Text passage
--- Start ---

August 27, 2007 | Comments: (0)

IBM: “ESB-oriented architecture: The wrong approach to adopting SOA”

I found this little goodie today from IBM, I had to read it twice.

"An increasingly common request from clients is to complete a project that does not use service-oriented architecture (SOA) as a whole, but instead implements only an enterprise service bus (ESB) architecture. Such an ESB-oriented architecture is easy to envision, but its success is difficult to measure. What clients requesting such projects do not understand is this: An ESB-oriented architecture does not produce business value. A project based on ESB-oriented architecture needs to be made into one based on SOA-oriented architecture to help ensure that it successfully delivers business value."

I've stated basically the same thing, so many times, but I never thought IBM would agree with me. Kudos to Bobby Woolf, WebSphere SOA and J2EE Consultant at IBM, who wrote the article. The truth seems to finally be coming out…you can't buy a SOA. Indeed, SOA is something you do, and an ESB is not an architecture, it's a mere instance of technology.

While the vendors would love you to believe that technology products make the solution, the fact is that it's a sure fire way to kill your SOA when you purchase the technology too early in the lifecycle of the architecture. SOA requires a great deal of planning and other up-front work to figure out what the issues are, and conceptually how they should be solved, before dragging any SOA technology into the enterprises…ESBs being on that list.

--- End ---

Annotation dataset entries
--- Start ---

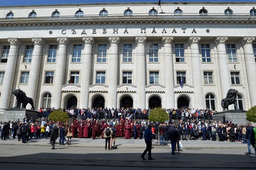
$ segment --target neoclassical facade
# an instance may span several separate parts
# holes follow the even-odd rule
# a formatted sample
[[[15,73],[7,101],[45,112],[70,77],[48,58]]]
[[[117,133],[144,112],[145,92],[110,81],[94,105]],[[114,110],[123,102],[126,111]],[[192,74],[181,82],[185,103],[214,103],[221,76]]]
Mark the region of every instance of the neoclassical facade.
[[[247,110],[256,105],[254,5],[0,7],[0,109],[19,88],[36,108],[217,111],[232,88]]]

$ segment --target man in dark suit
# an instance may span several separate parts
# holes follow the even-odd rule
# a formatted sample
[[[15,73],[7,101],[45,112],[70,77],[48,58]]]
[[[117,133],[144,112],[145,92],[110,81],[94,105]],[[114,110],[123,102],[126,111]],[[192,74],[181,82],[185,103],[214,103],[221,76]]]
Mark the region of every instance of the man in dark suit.
[[[53,125],[53,128],[51,129],[51,136],[50,137],[50,142],[52,145],[51,149],[54,149],[55,147],[55,141],[59,135],[59,128],[57,128],[56,124]]]

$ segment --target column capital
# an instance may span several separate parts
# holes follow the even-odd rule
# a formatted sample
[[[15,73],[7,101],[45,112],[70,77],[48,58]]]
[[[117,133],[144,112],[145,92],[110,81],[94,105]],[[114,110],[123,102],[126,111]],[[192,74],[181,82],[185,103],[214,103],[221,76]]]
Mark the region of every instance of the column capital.
[[[45,43],[45,40],[42,37],[31,38],[34,45],[37,45],[43,47]]]
[[[119,37],[109,37],[109,41],[110,44],[116,44],[118,45],[120,42],[120,38]]]
[[[144,44],[146,42],[147,40],[147,37],[146,36],[140,36],[135,37],[135,41],[137,44]]]
[[[69,43],[69,39],[67,37],[57,37],[57,41],[59,45],[62,44],[65,45],[68,45]]]
[[[216,37],[214,39],[215,44],[218,45],[220,44],[225,44],[227,40],[227,37]]]
[[[188,37],[188,43],[189,45],[193,44],[198,44],[199,41],[201,40],[201,37],[192,36]]]
[[[173,37],[162,37],[162,42],[164,45],[165,44],[171,44],[173,41]]]
[[[85,44],[89,44],[92,45],[94,43],[94,38],[92,37],[83,37],[82,38]]]
[[[246,44],[253,43],[253,41],[255,40],[255,37],[243,37],[240,40],[240,42],[242,45],[244,46]]]
[[[19,47],[21,44],[21,41],[17,38],[8,38],[7,41],[11,45],[14,45],[17,47]]]

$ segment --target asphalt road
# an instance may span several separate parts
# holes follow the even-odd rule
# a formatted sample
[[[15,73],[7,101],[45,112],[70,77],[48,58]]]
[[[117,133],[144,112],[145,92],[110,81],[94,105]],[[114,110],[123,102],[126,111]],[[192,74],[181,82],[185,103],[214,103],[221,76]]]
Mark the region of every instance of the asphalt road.
[[[170,149],[152,150],[154,160],[143,160],[143,149],[104,149],[0,145],[0,170],[49,169],[197,170],[256,169],[256,156],[245,149],[183,149],[172,155]],[[147,155],[145,156],[147,158]]]

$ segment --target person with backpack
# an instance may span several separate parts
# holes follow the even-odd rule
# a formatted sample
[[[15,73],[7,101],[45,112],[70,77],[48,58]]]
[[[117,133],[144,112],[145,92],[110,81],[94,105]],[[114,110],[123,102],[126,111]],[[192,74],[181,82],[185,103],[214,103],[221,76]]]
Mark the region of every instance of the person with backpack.
[[[109,126],[108,126],[105,129],[103,132],[103,138],[106,139],[106,143],[105,144],[105,150],[107,150],[107,144],[108,142],[109,142],[108,145],[108,150],[110,150],[110,139],[112,137],[112,135],[113,134],[113,131],[112,129],[109,128]]]

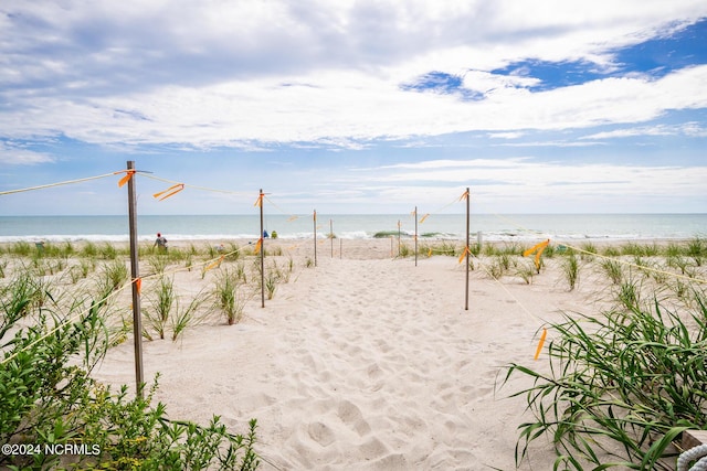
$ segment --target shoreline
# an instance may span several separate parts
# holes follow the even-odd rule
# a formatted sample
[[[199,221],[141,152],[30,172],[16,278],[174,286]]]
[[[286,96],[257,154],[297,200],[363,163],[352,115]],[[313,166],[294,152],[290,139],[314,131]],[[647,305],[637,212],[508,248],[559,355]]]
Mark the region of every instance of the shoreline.
[[[203,320],[187,327],[176,341],[170,340],[169,325],[161,340],[144,324],[152,335],[141,341],[145,381],[151,384],[160,374],[155,400],[167,405],[171,418],[208,424],[219,415],[236,430],[256,418],[256,450],[267,460],[264,470],[514,469],[517,428],[531,417],[524,398],[510,396],[530,382],[514,377],[502,387],[505,367],[517,363],[547,371],[545,351],[539,361],[532,357],[541,328],[571,313],[601,313],[615,288],[592,257],[579,255],[580,281],[570,289],[566,257],[557,250],[553,257],[546,254],[540,274],[526,271],[530,278],[525,279],[520,271],[532,267],[532,257],[518,251],[541,240],[486,242],[486,247],[499,250],[482,251],[474,259],[468,310],[465,266],[458,263],[464,242],[458,239],[453,256],[421,255],[415,266],[414,257],[395,256],[395,240],[391,246],[386,238],[325,238],[317,243],[316,267],[310,264],[314,240],[267,239],[265,269],[275,289],[264,308],[256,281],[260,264],[253,250],[246,250],[254,240],[170,242],[172,249],[165,257],[157,250],[140,255],[140,268],[149,272],[144,276],[143,309],[155,309],[152,300],[163,279],[173,283],[181,306],[199,293],[208,301]],[[686,247],[690,240],[679,244]],[[244,250],[215,266],[212,260],[219,253],[212,256],[211,249],[221,242]],[[140,249],[151,244],[140,244]],[[190,253],[191,244],[201,251],[187,266],[187,258],[177,255]],[[593,244],[602,249],[677,243]],[[65,275],[78,268],[85,245],[73,246],[59,274],[45,275],[54,277],[55,289],[89,290],[105,267],[127,264],[127,243],[118,254],[108,254],[117,256],[118,264],[94,251],[89,257],[99,263],[85,264],[88,276],[72,282]],[[25,268],[23,260],[32,261],[36,248],[29,248],[23,259],[6,267],[8,280],[12,270]],[[494,278],[490,269],[504,261],[504,255],[509,267]],[[13,257],[21,256],[2,251],[3,260]],[[666,256],[656,258],[666,264]],[[658,261],[651,255],[644,260]],[[48,256],[45,261],[32,270],[63,260]],[[215,286],[241,268],[247,278],[241,285],[246,298],[242,317],[229,325]],[[704,278],[705,265],[696,274]],[[661,282],[641,270],[635,276],[645,277],[648,292]],[[112,310],[118,327],[130,319],[128,291],[116,297]],[[92,376],[114,388],[128,385],[135,390],[131,331],[125,331]],[[530,450],[519,469],[552,468],[555,457],[546,440],[532,442]]]

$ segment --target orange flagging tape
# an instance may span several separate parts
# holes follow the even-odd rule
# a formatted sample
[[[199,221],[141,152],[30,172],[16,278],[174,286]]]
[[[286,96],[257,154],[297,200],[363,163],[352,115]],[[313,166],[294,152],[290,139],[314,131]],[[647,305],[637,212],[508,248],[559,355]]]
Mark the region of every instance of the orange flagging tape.
[[[542,345],[545,344],[545,338],[547,336],[548,336],[548,330],[546,328],[542,328],[542,335],[540,335],[540,342],[538,342],[538,350],[535,351],[534,360],[538,360],[538,357],[540,356],[540,351],[542,350]]]
[[[118,188],[123,188],[127,182],[130,181],[130,179],[135,174],[135,170],[120,170],[119,172],[115,172],[115,174],[117,175],[118,173],[124,173],[124,172],[125,172],[125,176],[123,176],[118,181]]]
[[[540,244],[536,244],[532,247],[530,247],[529,249],[527,249],[526,251],[524,251],[523,256],[527,257],[528,255],[530,255],[534,251],[538,250],[535,254],[535,267],[536,268],[540,268],[540,256],[542,255],[542,250],[545,250],[545,247],[547,247],[549,243],[550,243],[550,239],[541,242]]]
[[[176,195],[177,193],[179,193],[183,189],[184,189],[184,184],[183,183],[177,183],[176,185],[171,185],[170,188],[168,188],[165,191],[160,191],[159,193],[155,193],[152,195],[152,197],[157,197],[157,199],[159,199],[159,201],[167,200],[169,196]]]
[[[209,265],[207,268],[203,269],[203,271],[207,272],[207,271],[209,271],[209,270],[211,270],[213,268],[220,267],[221,266],[221,261],[223,261],[224,257],[225,257],[225,255],[222,255],[221,257],[219,257],[219,259],[217,261],[214,261],[213,264]]]

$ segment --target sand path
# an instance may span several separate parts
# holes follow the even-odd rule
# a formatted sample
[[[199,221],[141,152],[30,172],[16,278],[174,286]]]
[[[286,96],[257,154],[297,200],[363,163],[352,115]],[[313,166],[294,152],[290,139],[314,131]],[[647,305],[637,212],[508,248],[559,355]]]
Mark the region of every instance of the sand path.
[[[506,396],[520,383],[500,393],[494,384],[537,344],[538,319],[519,303],[542,299],[547,318],[566,293],[506,291],[474,272],[465,311],[461,267],[449,257],[419,267],[325,258],[265,309],[257,299],[239,325],[147,342],[146,377],[161,372],[158,398],[171,416],[218,414],[239,430],[257,418],[257,449],[277,469],[514,469],[524,403]],[[97,376],[129,384],[131,362],[120,345]],[[547,459],[535,469],[550,469]]]

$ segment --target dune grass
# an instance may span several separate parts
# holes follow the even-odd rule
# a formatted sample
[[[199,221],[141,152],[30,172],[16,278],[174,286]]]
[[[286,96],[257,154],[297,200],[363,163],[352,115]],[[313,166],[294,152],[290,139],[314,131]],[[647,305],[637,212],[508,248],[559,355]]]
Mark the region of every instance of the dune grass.
[[[95,246],[88,253],[94,249],[92,257],[102,257]],[[130,398],[126,386],[114,392],[91,377],[116,343],[109,320],[116,314],[116,290],[125,285],[115,282],[124,276],[113,278],[110,267],[124,265],[119,258],[95,282],[72,283],[71,290],[61,278],[21,263],[0,282],[0,442],[34,443],[42,450],[44,445],[87,443],[96,450],[2,453],[0,468],[256,469],[255,420],[242,435],[230,432],[218,417],[207,426],[173,420],[165,405],[152,403],[157,378],[149,390],[144,388],[144,398]],[[194,306],[177,309],[175,338]]]
[[[644,264],[599,261],[599,272],[613,287],[613,308],[567,314],[551,324],[547,365],[506,368],[503,384],[516,375],[532,381],[511,393],[525,397],[532,414],[519,426],[518,465],[529,445],[547,437],[557,454],[555,469],[674,469],[680,433],[707,422],[707,296],[699,281],[673,279],[667,264],[653,267],[645,260],[688,250],[701,254],[703,246],[618,248],[624,260],[637,265],[639,257]],[[572,257],[562,261],[570,283],[577,271]]]

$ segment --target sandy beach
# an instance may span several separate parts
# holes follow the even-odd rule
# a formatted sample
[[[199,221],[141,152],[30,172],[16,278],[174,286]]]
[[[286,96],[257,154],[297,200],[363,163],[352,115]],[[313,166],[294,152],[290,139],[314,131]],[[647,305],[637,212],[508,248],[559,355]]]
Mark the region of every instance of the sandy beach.
[[[494,280],[476,260],[465,310],[457,257],[415,267],[391,258],[387,239],[345,240],[334,257],[325,242],[315,268],[306,242],[276,245],[283,255],[266,261],[296,268],[264,309],[258,295],[235,325],[214,320],[177,342],[144,342],[145,376],[160,373],[157,399],[170,416],[215,414],[234,429],[256,418],[266,470],[515,469],[528,417],[524,398],[508,396],[526,379],[498,389],[505,366],[542,368],[534,354],[544,323],[599,309],[601,277],[588,272],[570,291],[551,259],[530,285]],[[210,276],[182,271],[175,282],[193,292]],[[134,371],[130,340],[94,375],[134,385]],[[549,447],[534,443],[520,469],[551,469]]]

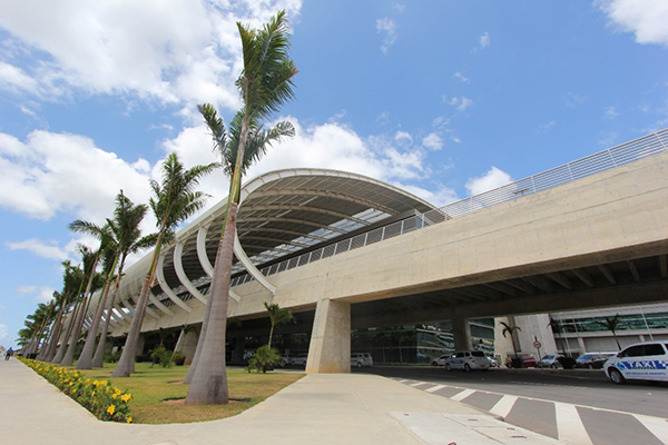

--- End ---

The tasks
- 1) Answer these questions using the post on ESB-oriented architecture:
(a) Who wrote the IBM article that the post praises?
(b) According to the quoted passage, what does an ESB-oriented architecture not produce?
(c) According to the post, at what point does purchasing technology become a sure fire way to kill your SOA?
- 2) Write out everything in the post on ESB-oriented architecture from "I've stated basically" down to "instance of technology.", and swap "Kudos" for "Praise".

Task-by-task solutions
- 1)
(a) Bobby Woolf, WebSphere SOA and J2EE Consultant at IBM.
(b) Business value.
(c) When the technology is purchased too early in the lifecycle of the architecture.

- 2)
I've stated basically the same thing, so many times, but I never thought IBM would agree with me. Praise to Bobby Woolf, WebSphere SOA and J2EE Consultant at IBM, who wrote the article. The truth seems to finally be coming out…you can't buy a SOA. Indeed, SOA is something you do, and an ESB is not an architecture, it's a mere instance of technology.